◆ **Entries provided**
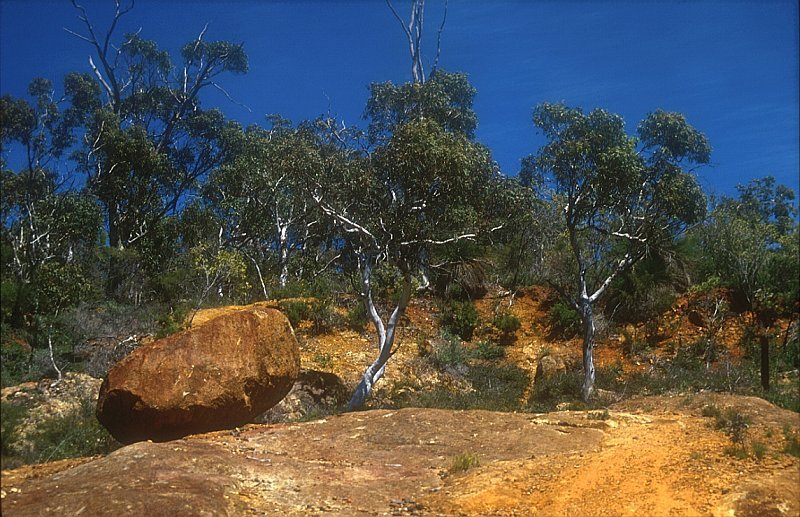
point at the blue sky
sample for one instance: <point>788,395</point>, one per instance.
<point>730,66</point>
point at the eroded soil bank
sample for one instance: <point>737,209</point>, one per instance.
<point>649,456</point>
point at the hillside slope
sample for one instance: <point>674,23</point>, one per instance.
<point>649,456</point>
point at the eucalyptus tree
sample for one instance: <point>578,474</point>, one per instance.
<point>47,227</point>
<point>260,196</point>
<point>424,185</point>
<point>620,196</point>
<point>750,242</point>
<point>413,30</point>
<point>150,141</point>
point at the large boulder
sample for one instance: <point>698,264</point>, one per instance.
<point>314,393</point>
<point>219,375</point>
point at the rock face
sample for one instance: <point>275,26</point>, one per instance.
<point>218,375</point>
<point>314,392</point>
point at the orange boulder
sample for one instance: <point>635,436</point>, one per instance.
<point>219,375</point>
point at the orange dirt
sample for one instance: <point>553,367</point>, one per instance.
<point>651,456</point>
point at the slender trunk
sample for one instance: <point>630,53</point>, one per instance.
<point>260,276</point>
<point>588,349</point>
<point>115,262</point>
<point>283,249</point>
<point>386,336</point>
<point>764,362</point>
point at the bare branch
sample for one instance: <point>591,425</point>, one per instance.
<point>439,40</point>
<point>224,92</point>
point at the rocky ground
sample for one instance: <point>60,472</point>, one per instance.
<point>658,455</point>
<point>650,456</point>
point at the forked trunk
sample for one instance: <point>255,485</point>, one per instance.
<point>386,336</point>
<point>587,317</point>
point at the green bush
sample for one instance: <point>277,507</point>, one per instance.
<point>563,319</point>
<point>15,357</point>
<point>730,421</point>
<point>792,445</point>
<point>11,416</point>
<point>295,310</point>
<point>488,351</point>
<point>508,324</point>
<point>323,316</point>
<point>172,321</point>
<point>357,318</point>
<point>563,386</point>
<point>449,352</point>
<point>492,388</point>
<point>73,435</point>
<point>464,462</point>
<point>460,318</point>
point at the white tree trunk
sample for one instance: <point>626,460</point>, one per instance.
<point>386,334</point>
<point>283,246</point>
<point>587,318</point>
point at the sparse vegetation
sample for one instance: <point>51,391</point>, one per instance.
<point>460,318</point>
<point>464,462</point>
<point>74,434</point>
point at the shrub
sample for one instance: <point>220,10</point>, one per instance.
<point>11,416</point>
<point>792,445</point>
<point>731,422</point>
<point>460,318</point>
<point>295,310</point>
<point>72,435</point>
<point>463,462</point>
<point>449,352</point>
<point>357,318</point>
<point>759,450</point>
<point>562,386</point>
<point>508,324</point>
<point>172,321</point>
<point>488,351</point>
<point>564,319</point>
<point>323,360</point>
<point>323,316</point>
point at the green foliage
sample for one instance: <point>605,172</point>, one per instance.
<point>751,244</point>
<point>323,316</point>
<point>445,98</point>
<point>759,450</point>
<point>488,351</point>
<point>507,323</point>
<point>72,435</point>
<point>320,312</point>
<point>564,319</point>
<point>644,292</point>
<point>357,317</point>
<point>11,417</point>
<point>172,321</point>
<point>492,388</point>
<point>323,360</point>
<point>792,442</point>
<point>562,386</point>
<point>464,462</point>
<point>730,421</point>
<point>449,352</point>
<point>295,310</point>
<point>460,318</point>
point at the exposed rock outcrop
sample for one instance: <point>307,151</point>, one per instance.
<point>314,392</point>
<point>219,375</point>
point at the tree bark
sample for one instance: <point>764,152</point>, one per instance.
<point>587,317</point>
<point>764,362</point>
<point>386,336</point>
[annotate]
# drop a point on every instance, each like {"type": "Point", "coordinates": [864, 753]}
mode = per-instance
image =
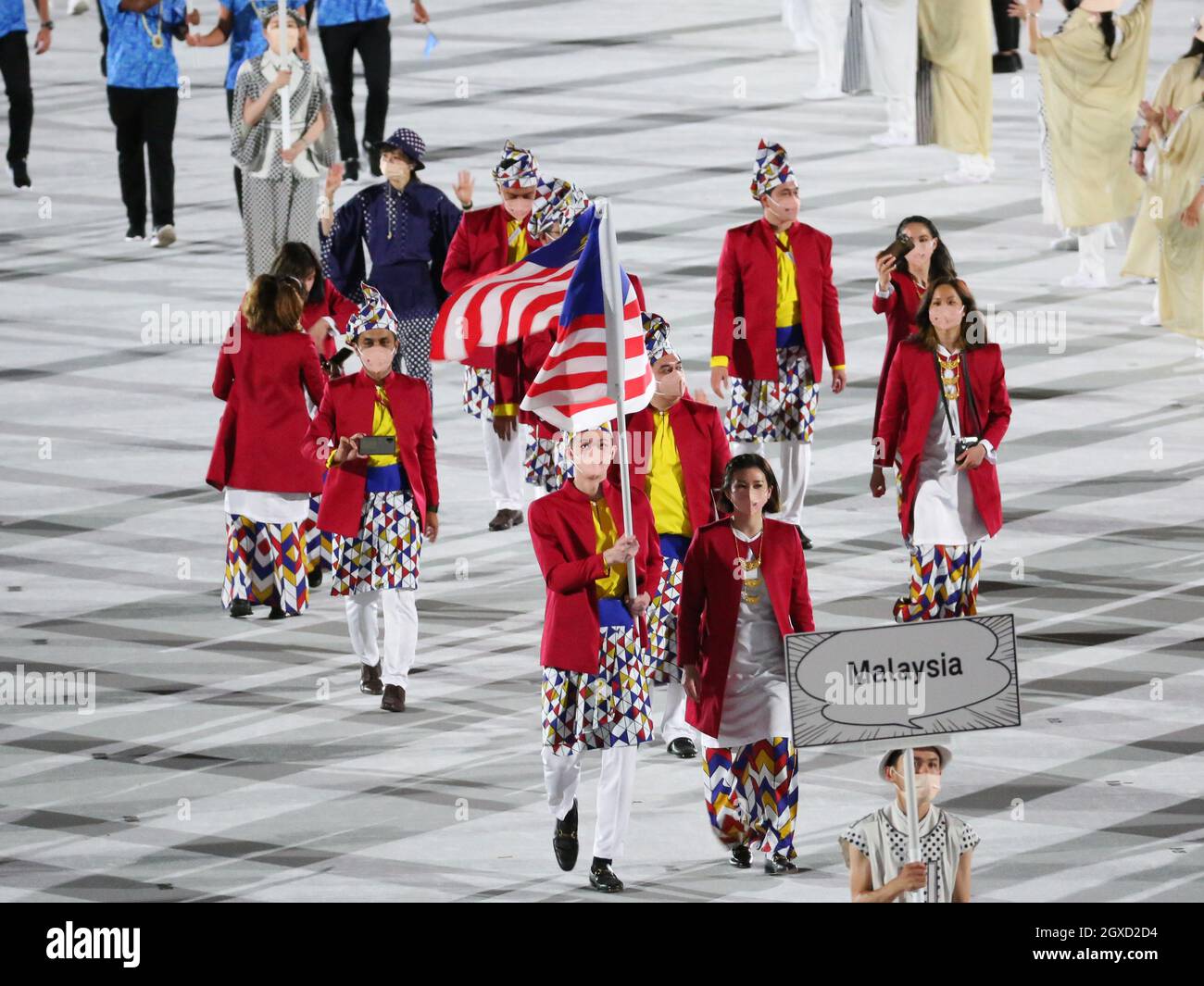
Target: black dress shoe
{"type": "Point", "coordinates": [778, 866]}
{"type": "Point", "coordinates": [564, 840]}
{"type": "Point", "coordinates": [602, 878]}
{"type": "Point", "coordinates": [370, 680]}
{"type": "Point", "coordinates": [683, 746]}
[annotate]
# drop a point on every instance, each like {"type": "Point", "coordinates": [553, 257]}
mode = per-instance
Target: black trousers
{"type": "Point", "coordinates": [340, 43]}
{"type": "Point", "coordinates": [1007, 29]}
{"type": "Point", "coordinates": [15, 68]}
{"type": "Point", "coordinates": [145, 119]}
{"type": "Point", "coordinates": [237, 171]}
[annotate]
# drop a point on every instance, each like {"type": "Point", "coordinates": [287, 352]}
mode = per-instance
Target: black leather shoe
{"type": "Point", "coordinates": [683, 746]}
{"type": "Point", "coordinates": [778, 866]}
{"type": "Point", "coordinates": [602, 878]}
{"type": "Point", "coordinates": [370, 680]}
{"type": "Point", "coordinates": [564, 840]}
{"type": "Point", "coordinates": [394, 698]}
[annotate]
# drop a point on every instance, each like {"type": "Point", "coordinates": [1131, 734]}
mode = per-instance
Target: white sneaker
{"type": "Point", "coordinates": [1084, 280]}
{"type": "Point", "coordinates": [164, 236]}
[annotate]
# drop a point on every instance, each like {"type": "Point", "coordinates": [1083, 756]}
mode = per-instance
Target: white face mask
{"type": "Point", "coordinates": [377, 359]}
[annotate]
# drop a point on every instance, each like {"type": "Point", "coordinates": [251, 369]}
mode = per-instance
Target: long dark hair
{"type": "Point", "coordinates": [296, 259]}
{"type": "Point", "coordinates": [973, 324]}
{"type": "Point", "coordinates": [1106, 24]}
{"type": "Point", "coordinates": [942, 261]}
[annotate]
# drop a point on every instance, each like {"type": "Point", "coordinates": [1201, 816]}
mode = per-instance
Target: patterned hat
{"type": "Point", "coordinates": [518, 168]}
{"type": "Point", "coordinates": [374, 313]}
{"type": "Point", "coordinates": [657, 336]}
{"type": "Point", "coordinates": [296, 15]}
{"type": "Point", "coordinates": [557, 204]}
{"type": "Point", "coordinates": [408, 141]}
{"type": "Point", "coordinates": [771, 170]}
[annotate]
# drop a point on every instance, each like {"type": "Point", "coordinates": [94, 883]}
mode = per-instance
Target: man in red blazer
{"type": "Point", "coordinates": [678, 456]}
{"type": "Point", "coordinates": [484, 243]}
{"type": "Point", "coordinates": [775, 315]}
{"type": "Point", "coordinates": [596, 693]}
{"type": "Point", "coordinates": [381, 502]}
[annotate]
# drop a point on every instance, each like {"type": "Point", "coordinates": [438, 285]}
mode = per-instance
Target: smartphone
{"type": "Point", "coordinates": [378, 444]}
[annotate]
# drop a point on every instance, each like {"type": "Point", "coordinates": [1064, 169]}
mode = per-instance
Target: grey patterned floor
{"type": "Point", "coordinates": [237, 760]}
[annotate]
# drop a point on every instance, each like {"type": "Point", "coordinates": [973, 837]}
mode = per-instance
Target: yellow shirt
{"type": "Point", "coordinates": [789, 312]}
{"type": "Point", "coordinates": [614, 584]}
{"type": "Point", "coordinates": [665, 483]}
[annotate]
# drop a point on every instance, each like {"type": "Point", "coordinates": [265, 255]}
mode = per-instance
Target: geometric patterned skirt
{"type": "Point", "coordinates": [753, 793]}
{"type": "Point", "coordinates": [384, 553]}
{"type": "Point", "coordinates": [944, 583]}
{"type": "Point", "coordinates": [774, 411]}
{"type": "Point", "coordinates": [584, 710]}
{"type": "Point", "coordinates": [478, 393]}
{"type": "Point", "coordinates": [265, 565]}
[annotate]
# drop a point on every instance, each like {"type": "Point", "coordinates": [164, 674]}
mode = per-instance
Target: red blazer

◆ **What you should do**
Copy every record above exactly as written, but leave out the pictures.

◆ **Complete answer**
point at the blue sky
sample for one instance: <point>788,395</point>, one per instance.
<point>730,66</point>
point at the eroded soil bank
sample for one instance: <point>737,209</point>, one per instance.
<point>649,456</point>
point at the hillside slope
sample for one instance: <point>674,23</point>, one per instance.
<point>649,456</point>
point at the eucalyptus tree
sample for one instance: <point>578,474</point>, one per instance.
<point>47,227</point>
<point>260,196</point>
<point>424,185</point>
<point>620,196</point>
<point>750,242</point>
<point>413,30</point>
<point>150,141</point>
point at the large boulder
sample for one instance: <point>698,264</point>, one per instance.
<point>314,393</point>
<point>219,375</point>
point at the rock face
sample for one instance: <point>275,26</point>, one per instance.
<point>218,375</point>
<point>314,392</point>
point at the orange boulder
sample for one instance: <point>635,436</point>, one per instance.
<point>219,375</point>
point at the orange dirt
sample for one instance: <point>553,367</point>, one per instance.
<point>651,456</point>
point at the slender trunk
sample for one instance: <point>630,53</point>, one per instance.
<point>260,276</point>
<point>588,349</point>
<point>115,262</point>
<point>283,249</point>
<point>386,336</point>
<point>764,362</point>
point at the bare branch
sample for one instance: <point>591,425</point>, one per instance.
<point>439,40</point>
<point>224,92</point>
point at the rocky ground
sample for one instance: <point>60,472</point>, one per instance.
<point>658,455</point>
<point>650,456</point>
point at the forked trunk
sample for one instance: <point>255,485</point>, one per instance.
<point>386,336</point>
<point>587,317</point>
point at the green bush
sample for one instance: <point>277,507</point>, one per instance.
<point>563,319</point>
<point>15,357</point>
<point>730,421</point>
<point>792,445</point>
<point>11,416</point>
<point>295,310</point>
<point>488,351</point>
<point>508,324</point>
<point>323,316</point>
<point>172,321</point>
<point>357,318</point>
<point>563,386</point>
<point>449,352</point>
<point>492,388</point>
<point>73,435</point>
<point>464,462</point>
<point>460,318</point>
point at the white tree trunk
sample for one instance: <point>626,460</point>, one per instance.
<point>386,334</point>
<point>283,246</point>
<point>587,318</point>
point at the sparse vegetation
sample for one instance: <point>51,391</point>, one per instance.
<point>460,318</point>
<point>464,462</point>
<point>74,434</point>
point at the shrub
sample for one instance: <point>220,10</point>, one per instance.
<point>11,416</point>
<point>792,445</point>
<point>731,422</point>
<point>460,318</point>
<point>295,310</point>
<point>72,435</point>
<point>463,462</point>
<point>449,352</point>
<point>357,318</point>
<point>759,450</point>
<point>562,386</point>
<point>508,324</point>
<point>172,321</point>
<point>488,351</point>
<point>564,319</point>
<point>323,360</point>
<point>323,316</point>
point at the green foliage
sample for one instance: <point>605,172</point>, one per instance.
<point>751,244</point>
<point>323,316</point>
<point>445,98</point>
<point>759,450</point>
<point>488,351</point>
<point>507,323</point>
<point>72,435</point>
<point>320,312</point>
<point>564,319</point>
<point>644,292</point>
<point>357,317</point>
<point>11,417</point>
<point>172,321</point>
<point>492,388</point>
<point>323,360</point>
<point>792,442</point>
<point>562,386</point>
<point>464,462</point>
<point>730,421</point>
<point>449,352</point>
<point>295,310</point>
<point>460,318</point>
point at the exposed rock outcrop
sample for one instance: <point>307,151</point>, one per instance.
<point>314,392</point>
<point>219,375</point>
point at the tree bark
sample for one instance: <point>764,152</point>, one per instance.
<point>587,317</point>
<point>764,362</point>
<point>386,336</point>
[annotate]
# drop a point on every instance, each like {"type": "Point", "coordinates": [864, 753]}
mode = per-instance
image =
Target: black dress shoe
{"type": "Point", "coordinates": [778, 866]}
{"type": "Point", "coordinates": [564, 840]}
{"type": "Point", "coordinates": [602, 878]}
{"type": "Point", "coordinates": [370, 680]}
{"type": "Point", "coordinates": [683, 746]}
[annotate]
# drop a point on every instance, each like {"type": "Point", "coordinates": [553, 257]}
mode = per-instance
Target: black trousers
{"type": "Point", "coordinates": [340, 43]}
{"type": "Point", "coordinates": [1007, 29]}
{"type": "Point", "coordinates": [15, 68]}
{"type": "Point", "coordinates": [145, 119]}
{"type": "Point", "coordinates": [237, 171]}
[annotate]
# drop a point on every instance, each like {"type": "Point", "coordinates": [287, 352]}
mode = per-instance
Target: black leather shoe
{"type": "Point", "coordinates": [683, 746]}
{"type": "Point", "coordinates": [778, 866]}
{"type": "Point", "coordinates": [602, 878]}
{"type": "Point", "coordinates": [370, 680]}
{"type": "Point", "coordinates": [564, 840]}
{"type": "Point", "coordinates": [394, 698]}
[annotate]
# drop a point on every instance, each like {"type": "Point", "coordinates": [1131, 734]}
mode = per-instance
Target: white sneaker
{"type": "Point", "coordinates": [1084, 280]}
{"type": "Point", "coordinates": [164, 236]}
[annotate]
# drop a point on every instance, each like {"type": "Point", "coordinates": [1083, 756]}
mode = per-instance
Target: white face mask
{"type": "Point", "coordinates": [377, 359]}
[annotate]
# drop a point on every instance, each like {"type": "Point", "coordinates": [251, 369]}
mode = per-instance
Target: long dark hair
{"type": "Point", "coordinates": [296, 259]}
{"type": "Point", "coordinates": [973, 324]}
{"type": "Point", "coordinates": [1106, 24]}
{"type": "Point", "coordinates": [942, 261]}
[annotate]
# drop a point on every instance, each like {"type": "Point", "coordinates": [1201, 816]}
mode = per-instance
Target: patterned hat
{"type": "Point", "coordinates": [518, 168]}
{"type": "Point", "coordinates": [374, 313]}
{"type": "Point", "coordinates": [657, 336]}
{"type": "Point", "coordinates": [296, 15]}
{"type": "Point", "coordinates": [557, 204]}
{"type": "Point", "coordinates": [408, 141]}
{"type": "Point", "coordinates": [771, 170]}
[annotate]
# drop a point on every instance, each like {"type": "Point", "coordinates": [94, 883]}
mode = per-instance
Target: man in red blazer
{"type": "Point", "coordinates": [678, 456]}
{"type": "Point", "coordinates": [484, 243]}
{"type": "Point", "coordinates": [775, 315]}
{"type": "Point", "coordinates": [596, 693]}
{"type": "Point", "coordinates": [381, 502]}
[annotate]
# drop a point on every instance, each like {"type": "Point", "coordinates": [438, 285]}
mode = per-instance
Target: smartphone
{"type": "Point", "coordinates": [378, 444]}
[annotate]
# drop a point on every instance, each like {"type": "Point", "coordinates": [1064, 169]}
mode = per-instance
Target: grey patterned floor
{"type": "Point", "coordinates": [237, 760]}
[annotate]
# drop a point on every instance, each like {"type": "Point", "coordinates": [973, 837]}
mode = per-instance
Target: yellow shirt
{"type": "Point", "coordinates": [789, 312]}
{"type": "Point", "coordinates": [614, 584]}
{"type": "Point", "coordinates": [665, 483]}
[annotate]
# drop a point on every instance, each like {"type": "Point", "coordinates": [265, 255]}
mode = per-instance
Target: geometric patterned skirt
{"type": "Point", "coordinates": [753, 793]}
{"type": "Point", "coordinates": [384, 553]}
{"type": "Point", "coordinates": [944, 583]}
{"type": "Point", "coordinates": [774, 411]}
{"type": "Point", "coordinates": [584, 710]}
{"type": "Point", "coordinates": [478, 393]}
{"type": "Point", "coordinates": [265, 565]}
[annotate]
# drop a point on every instance, each like {"type": "Point", "coordinates": [164, 674]}
mode = per-instance
Target: red blazer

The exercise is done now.